* [EXERCISE AIM]: Only an exact retyping of all the entries counts as an answer.

Saved entries:
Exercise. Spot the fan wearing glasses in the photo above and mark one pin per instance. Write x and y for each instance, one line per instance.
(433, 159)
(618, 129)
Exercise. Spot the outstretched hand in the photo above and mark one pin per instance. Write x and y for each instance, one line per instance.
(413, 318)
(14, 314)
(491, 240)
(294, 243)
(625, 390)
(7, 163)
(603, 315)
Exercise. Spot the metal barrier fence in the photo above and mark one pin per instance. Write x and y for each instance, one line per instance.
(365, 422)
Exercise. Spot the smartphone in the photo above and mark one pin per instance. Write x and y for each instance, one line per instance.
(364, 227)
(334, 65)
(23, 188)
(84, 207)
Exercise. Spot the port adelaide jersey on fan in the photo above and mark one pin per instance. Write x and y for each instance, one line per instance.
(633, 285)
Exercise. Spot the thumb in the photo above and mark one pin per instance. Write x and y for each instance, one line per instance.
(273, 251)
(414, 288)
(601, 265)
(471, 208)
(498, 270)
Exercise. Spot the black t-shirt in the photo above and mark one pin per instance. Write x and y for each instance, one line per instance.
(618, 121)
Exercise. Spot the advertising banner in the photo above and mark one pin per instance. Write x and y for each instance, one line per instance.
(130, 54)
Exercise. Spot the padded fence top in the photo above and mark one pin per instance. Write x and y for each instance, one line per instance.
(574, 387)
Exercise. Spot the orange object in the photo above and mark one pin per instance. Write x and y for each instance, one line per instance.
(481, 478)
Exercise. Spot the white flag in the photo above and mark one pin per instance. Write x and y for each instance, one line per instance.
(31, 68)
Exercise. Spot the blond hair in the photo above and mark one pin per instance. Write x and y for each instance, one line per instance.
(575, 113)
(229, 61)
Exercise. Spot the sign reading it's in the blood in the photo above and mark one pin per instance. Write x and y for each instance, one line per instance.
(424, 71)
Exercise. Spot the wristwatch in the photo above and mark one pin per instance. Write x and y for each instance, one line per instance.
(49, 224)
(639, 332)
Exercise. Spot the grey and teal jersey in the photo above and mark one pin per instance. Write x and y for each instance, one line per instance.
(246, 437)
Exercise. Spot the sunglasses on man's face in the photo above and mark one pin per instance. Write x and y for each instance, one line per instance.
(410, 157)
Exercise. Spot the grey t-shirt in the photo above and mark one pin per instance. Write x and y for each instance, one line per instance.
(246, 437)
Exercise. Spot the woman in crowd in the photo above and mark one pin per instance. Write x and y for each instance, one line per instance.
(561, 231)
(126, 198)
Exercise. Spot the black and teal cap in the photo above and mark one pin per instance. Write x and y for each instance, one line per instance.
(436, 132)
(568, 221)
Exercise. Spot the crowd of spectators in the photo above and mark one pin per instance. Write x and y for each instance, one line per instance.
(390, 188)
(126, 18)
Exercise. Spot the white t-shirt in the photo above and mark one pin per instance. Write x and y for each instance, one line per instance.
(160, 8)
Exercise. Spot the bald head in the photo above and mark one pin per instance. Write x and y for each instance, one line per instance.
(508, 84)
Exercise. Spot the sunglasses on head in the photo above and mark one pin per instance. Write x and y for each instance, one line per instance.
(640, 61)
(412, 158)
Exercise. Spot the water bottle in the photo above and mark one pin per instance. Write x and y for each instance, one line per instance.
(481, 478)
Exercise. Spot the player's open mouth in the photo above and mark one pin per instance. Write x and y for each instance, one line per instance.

* [YOUR RESPONSE]:
Exercise. Spot the fan wearing glasses in the photo above and mark one pin per instance. Write x and y for each instance, one line per instance.
(433, 159)
(618, 129)
Exercise. Spot the outstretched hand in the photo above and mark one pin per instance. Write x and y for each instance, one line per instance.
(413, 318)
(14, 314)
(491, 240)
(294, 243)
(625, 390)
(7, 163)
(603, 315)
Exercise. Spot the metal barrier fence in the photo above and mark one pin per instance. Write x and y for each instance, one line per instance.
(365, 422)
Exercise. Spot the smartphone in the photo above and mark one pin per instance. Write x and y for each instance, one line per instance.
(364, 227)
(334, 65)
(23, 188)
(84, 207)
Exercise. Spot the port adelaide jersey on fan in the photo above and mark one pin per instance. Write x and y for each instance, one line per instance.
(633, 285)
Exercise. Spot the thumb in the photo above and mark one pin per instance. Write x and y for each instance, one line per instance.
(273, 251)
(414, 288)
(601, 265)
(471, 208)
(498, 270)
Exercise. Spot the black t-shirt in the photo above and mark one pin per instance. Write x and y for each instance, one line per instance.
(618, 121)
Exercise. Spot the advertising banner in the photo above and mark one pin per instance. Write x and y for each instance, one line per instance.
(130, 54)
Exercise. Spot the padded fence top in the photo above and mark one pin per instance. Write x and y for each instance, one line per instance.
(574, 387)
Exercise. Spot the orange object in the photo above and mark one pin per instance. Write x and y for each instance, one line per instance.
(481, 478)
Exercise. Spot the white flag in the photo above and mark one pin per instance. Write x and y for each instance, one line per instance.
(31, 68)
Exercise. Spot the blond hair in the photo above and mark one pin per instance. Write x and y for each instance, one line per instance.
(575, 113)
(229, 61)
Exercise. Spot the sign reading it's in the blood in the photo above and mark one pin per instance. Write x and y for each instance, one line per instance.
(424, 71)
Exercise. Spot the wristwatch in the photo above and mark one pin per instance. Write x and y for each instance, one line per instance.
(49, 224)
(639, 332)
Exercise. Spot the grey and teal jersey in the photo above and mark one pin per instance. Write x and y for each instance, one line per instance.
(246, 437)
Exercise. Spot the sunglasses on man's face in the photo above and mark one pin per instance. Write x and y for each instance, one line per instance.
(410, 157)
Exercise. Spot the grey t-shirt in the photo above and mark one pin per instance. Write x and y for each instance, one line per instance.
(246, 437)
Exercise. Spot the woman in crowd in the photo above and mark one pin per instance. Write x and y for each instance, one line per instance.
(561, 231)
(126, 198)
Exercise. Spot the black and teal cap in the photo above and mark one pin per instance. Write x and y for each instance, one line per instance.
(436, 132)
(568, 221)
Exercise. Spot the crowd of spectators in the photo above and mark one pin per instance. Write x and y for each instance, one line per instance.
(390, 188)
(126, 18)
Exercise. Spot the white t-shirt in the photo above and mark one pin per instance. Write x and y for each instance, one line per instance.
(160, 8)
Exercise. Spot the bald head in the photo above and mark one pin per instance. Write x and y for each instance, one line per instance.
(508, 84)
Exercise. Spot the sunglasses on head in the photo above and mark one pin per instance. Write x and y for each instance, one line per instance.
(640, 61)
(412, 158)
Exercise. Spot the water bottle in the photo above and mark one pin per instance. Write x and y for each instance, one line per instance.
(481, 478)
Exercise. Spot the player's open mouth in the photo above and mark one pin per instance. Write x and y for each instance, one line per instance.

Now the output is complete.